Provided material below:
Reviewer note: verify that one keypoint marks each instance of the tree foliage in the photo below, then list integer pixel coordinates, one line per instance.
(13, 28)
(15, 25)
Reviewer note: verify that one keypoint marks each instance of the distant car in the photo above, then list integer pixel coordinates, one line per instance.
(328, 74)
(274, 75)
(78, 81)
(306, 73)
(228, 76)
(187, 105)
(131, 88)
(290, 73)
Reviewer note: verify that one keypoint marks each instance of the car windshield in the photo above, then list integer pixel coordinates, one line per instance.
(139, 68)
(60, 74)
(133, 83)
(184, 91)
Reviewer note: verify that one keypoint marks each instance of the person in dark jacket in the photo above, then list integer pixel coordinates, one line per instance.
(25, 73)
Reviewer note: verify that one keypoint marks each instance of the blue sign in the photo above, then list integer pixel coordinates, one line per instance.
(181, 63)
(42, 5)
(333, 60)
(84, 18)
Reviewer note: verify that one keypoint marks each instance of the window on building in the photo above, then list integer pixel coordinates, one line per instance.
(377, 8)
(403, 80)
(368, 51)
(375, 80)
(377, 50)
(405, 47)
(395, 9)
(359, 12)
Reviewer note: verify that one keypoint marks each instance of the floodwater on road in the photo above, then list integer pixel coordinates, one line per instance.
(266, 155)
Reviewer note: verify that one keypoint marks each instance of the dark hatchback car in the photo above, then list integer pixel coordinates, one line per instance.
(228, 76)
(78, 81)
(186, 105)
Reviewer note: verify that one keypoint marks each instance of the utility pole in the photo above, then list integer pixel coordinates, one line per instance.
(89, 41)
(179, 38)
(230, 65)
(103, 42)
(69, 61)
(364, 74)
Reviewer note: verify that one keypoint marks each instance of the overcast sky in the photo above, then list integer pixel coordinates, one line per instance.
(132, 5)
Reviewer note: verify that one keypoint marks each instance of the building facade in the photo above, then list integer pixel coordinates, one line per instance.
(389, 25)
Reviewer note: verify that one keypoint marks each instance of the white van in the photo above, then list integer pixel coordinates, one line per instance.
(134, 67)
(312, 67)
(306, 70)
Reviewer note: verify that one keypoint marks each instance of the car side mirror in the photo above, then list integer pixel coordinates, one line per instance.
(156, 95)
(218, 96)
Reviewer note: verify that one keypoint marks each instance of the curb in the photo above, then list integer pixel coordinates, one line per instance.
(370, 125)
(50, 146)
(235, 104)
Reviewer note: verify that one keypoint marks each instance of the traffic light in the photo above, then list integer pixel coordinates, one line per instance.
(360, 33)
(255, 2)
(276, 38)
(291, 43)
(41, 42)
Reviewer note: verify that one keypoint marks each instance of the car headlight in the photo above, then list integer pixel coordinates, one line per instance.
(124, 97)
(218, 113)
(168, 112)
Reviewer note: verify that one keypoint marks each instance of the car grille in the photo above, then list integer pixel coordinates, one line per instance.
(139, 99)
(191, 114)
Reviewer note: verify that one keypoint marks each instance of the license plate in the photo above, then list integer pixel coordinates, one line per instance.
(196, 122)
End of Provided material.
**What to work on:** Repeat this material verbatim.

**Response area:**
Reviewer note: verify that one keypoint marks each instance of the tree foliage in the photo below, then list integer pixel coordinates, one line per instance.
(13, 28)
(15, 25)
Reviewer note: verify that one keypoint marks each instance of the distant car in the photo above, then list integer pixel coordinates, one line per instance.
(328, 74)
(274, 75)
(78, 81)
(306, 73)
(228, 76)
(187, 105)
(131, 88)
(290, 73)
Reviewer note: verify that one keypoint marks each instance of the car windshield in the photo above, then list integer pixel coordinates, one line per instance.
(139, 68)
(60, 74)
(133, 83)
(184, 91)
Reviewer note: verify that one keypoint marks each instance of the person in dark jacket in the photo above, then list integer pixel coordinates, one line per instance.
(25, 73)
Reviewer note: verify that one keypoint marks each instance of the blue sign in the photo above, then list integer pixel coordinates, one line per instance.
(181, 63)
(42, 5)
(333, 60)
(84, 18)
Reviewer note: verify that one keypoint marks each instance of the window on building in the photo above, then list integer pixel coordinates, one line per instance.
(377, 8)
(403, 80)
(368, 51)
(375, 80)
(377, 50)
(405, 47)
(395, 9)
(359, 12)
Reviewer note: verify that one keypoint marks each instance of the floodwater on road in the photo above, then list integer pixel coordinates, one line per instance.
(266, 155)
Reviewer note: verify that one keypoint marks each instance of the dark hatchback car in the photo above, then list integer pixel coordinates, one line per instance.
(228, 76)
(78, 81)
(186, 105)
Reviewer note: verify that one keypoint marks each instance of the utility pole in the photo above, then list integer pixel coordinates, one line per instance.
(89, 41)
(179, 38)
(230, 65)
(103, 42)
(69, 61)
(364, 74)
Reviewer note: verify that one keypoint marks each instance of the overcast sky in the photo above, then list integer pixel coordinates, one line per instance.
(132, 5)
Reviewer note: verify that one keypoint marks each instance of the building facade in the photo above, then list integer pixel coordinates, one line per instance.
(389, 25)
Reviewer note: verify that one keypoint marks each instance of the white van in the photo above, then list integer pixel coordinates, one line per instance.
(134, 67)
(312, 67)
(306, 70)
Reviewer note: verify that one keypoint marks each instance of the car side mirror in the photo above, then list integer pixel coordinates, one line per instance.
(156, 95)
(218, 96)
Reviewer note: verify that one keypoint marks each instance of the curb in the photo above, then list integer pixel coordinates, one line per instance.
(370, 125)
(50, 146)
(235, 104)
Reviewer note: verify that one keypoint marks each instance of the traffic light in the photo above, then list integer pixel coordinates, one line per instance.
(360, 33)
(255, 2)
(276, 38)
(291, 43)
(41, 42)
Reviewer note: verify that one keypoint marks each instance of the car headlight in the photo above, then list integer pixel coordinates, one line per instance.
(124, 97)
(218, 113)
(168, 112)
Reviewer note: verify that one keypoint marks each instance of the car grille in the photo above, then list integer pixel coordinates, one line per instance.
(139, 99)
(191, 114)
Reviewer note: verify that one keypoint marks each instance of the license plate in the photo above, then list integer pixel coordinates, one line per instance.
(196, 122)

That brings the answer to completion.